The request:
Copy all of the lines below word for word, and leave the pictures out of your copy.

Data in this exercise:
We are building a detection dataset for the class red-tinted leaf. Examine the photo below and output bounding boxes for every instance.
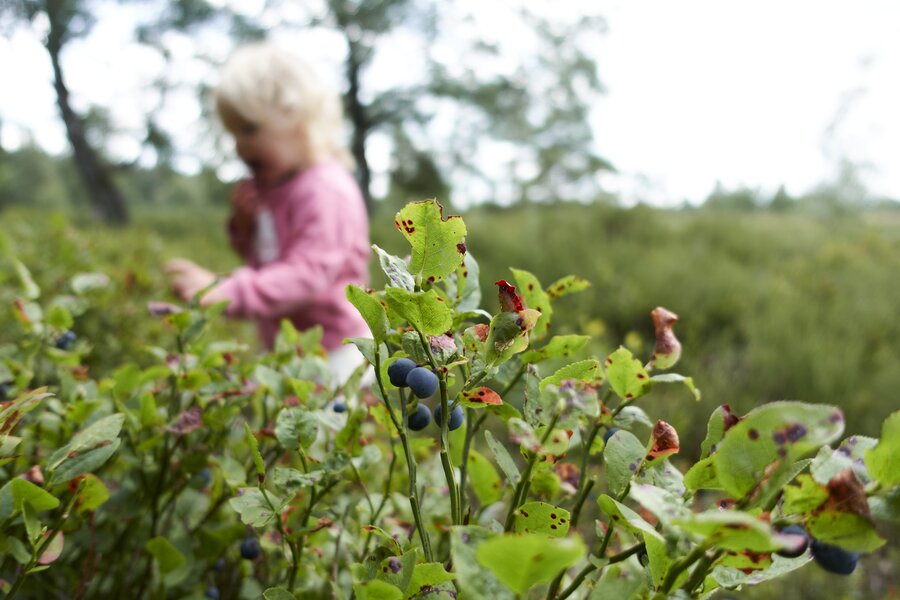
[495,279,525,312]
[647,420,679,460]
[463,387,503,405]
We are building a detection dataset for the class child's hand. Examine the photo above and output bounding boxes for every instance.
[163,258,216,300]
[231,180,259,233]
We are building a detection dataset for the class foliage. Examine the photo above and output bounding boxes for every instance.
[0,201,900,599]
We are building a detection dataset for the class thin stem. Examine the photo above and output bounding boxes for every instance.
[547,530,644,600]
[503,412,559,531]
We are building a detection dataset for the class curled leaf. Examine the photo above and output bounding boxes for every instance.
[648,306,681,369]
[647,420,679,460]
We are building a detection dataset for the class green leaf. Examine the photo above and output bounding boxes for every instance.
[346,284,390,344]
[69,273,110,296]
[806,511,885,552]
[77,475,109,513]
[49,439,122,485]
[394,200,466,284]
[597,494,670,586]
[712,401,844,498]
[263,587,297,600]
[353,579,403,600]
[781,473,828,515]
[712,552,812,589]
[372,244,416,292]
[146,536,185,573]
[475,533,587,594]
[672,510,782,552]
[275,406,319,450]
[522,336,591,363]
[484,429,522,486]
[606,346,650,401]
[515,502,570,537]
[11,477,59,511]
[650,373,701,402]
[547,275,591,299]
[450,525,514,600]
[603,429,647,495]
[540,358,603,392]
[244,421,266,482]
[228,487,283,527]
[406,563,456,598]
[469,450,503,506]
[510,268,553,340]
[385,288,453,335]
[588,565,646,600]
[10,258,41,300]
[865,411,900,488]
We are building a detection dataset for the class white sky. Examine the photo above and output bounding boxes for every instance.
[0,0,900,204]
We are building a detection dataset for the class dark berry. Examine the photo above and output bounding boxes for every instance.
[241,537,261,560]
[406,367,438,398]
[406,402,431,431]
[810,540,859,575]
[54,331,78,350]
[434,404,465,431]
[775,525,809,558]
[388,358,416,387]
[197,467,212,487]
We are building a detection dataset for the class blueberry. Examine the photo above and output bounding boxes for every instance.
[54,331,78,350]
[406,402,431,431]
[434,404,465,431]
[197,467,212,487]
[241,537,261,560]
[775,525,809,558]
[406,367,438,398]
[388,358,416,387]
[810,540,859,575]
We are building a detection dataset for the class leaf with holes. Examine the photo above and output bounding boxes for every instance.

Reply to the exercise:
We are building a detection dataset for the class red-tinted leaf. Examine the photo below and output bounding boxes for every instance.
[495,279,525,312]
[647,420,679,460]
[463,387,503,405]
We are building a detection dataset for the class child's hand. Examine the photo above and output bounding boxes for every instance.
[163,258,216,300]
[231,180,259,233]
We are building a detection dataset for the class foliage. Examine the photo above and output bounding boxes for every instance.
[0,201,900,599]
We are building a detection dataset for the class thin stem. Examine the photo above and output bounding boxes for every instance.
[547,530,644,600]
[503,412,559,531]
We are building a detection dataset for the class curled leaf. Examine the photo above and output bounding boxes for every instance.
[648,306,681,369]
[647,420,679,460]
We are building a detection dataset for the class green leaf. Examine the photo above and output bounding boxes for every instance.
[346,284,390,344]
[69,273,110,296]
[806,511,885,552]
[77,475,109,513]
[49,439,122,485]
[394,200,466,284]
[597,494,670,586]
[712,401,844,498]
[263,587,297,600]
[353,579,403,600]
[781,473,828,515]
[712,552,812,589]
[372,244,416,292]
[146,536,185,573]
[475,533,587,594]
[672,510,782,552]
[275,406,319,450]
[522,336,591,363]
[484,429,522,486]
[606,346,650,401]
[515,502,570,537]
[11,477,59,511]
[650,373,701,402]
[547,275,591,299]
[450,525,514,600]
[603,429,647,495]
[540,358,603,392]
[244,421,266,482]
[228,487,283,527]
[406,563,456,598]
[469,450,503,506]
[510,268,553,340]
[385,288,453,335]
[588,565,646,600]
[10,258,41,300]
[865,411,900,488]
We are building a detection dataset for the class white sky. Examine the photo above and output bounding boxes for every instance.
[0,0,900,204]
We are building a detection dataset for the class dark berry. Examine the photo above and output bounding boxes for every instance.
[241,537,261,560]
[406,367,438,398]
[406,402,431,431]
[810,540,859,575]
[54,331,78,350]
[434,404,465,431]
[775,525,809,558]
[388,358,416,387]
[197,467,212,487]
We are building a detection dataset for the class blueberry. Examine the photo above and output bounding boxes for every instance.
[54,331,78,350]
[406,402,431,431]
[434,404,465,431]
[197,467,212,487]
[241,537,261,560]
[775,525,809,558]
[406,367,438,398]
[388,358,416,387]
[810,540,859,575]
We are building a detection dataset for the class leaf with holes. Examine the photo above and output bounding boxes for every instance.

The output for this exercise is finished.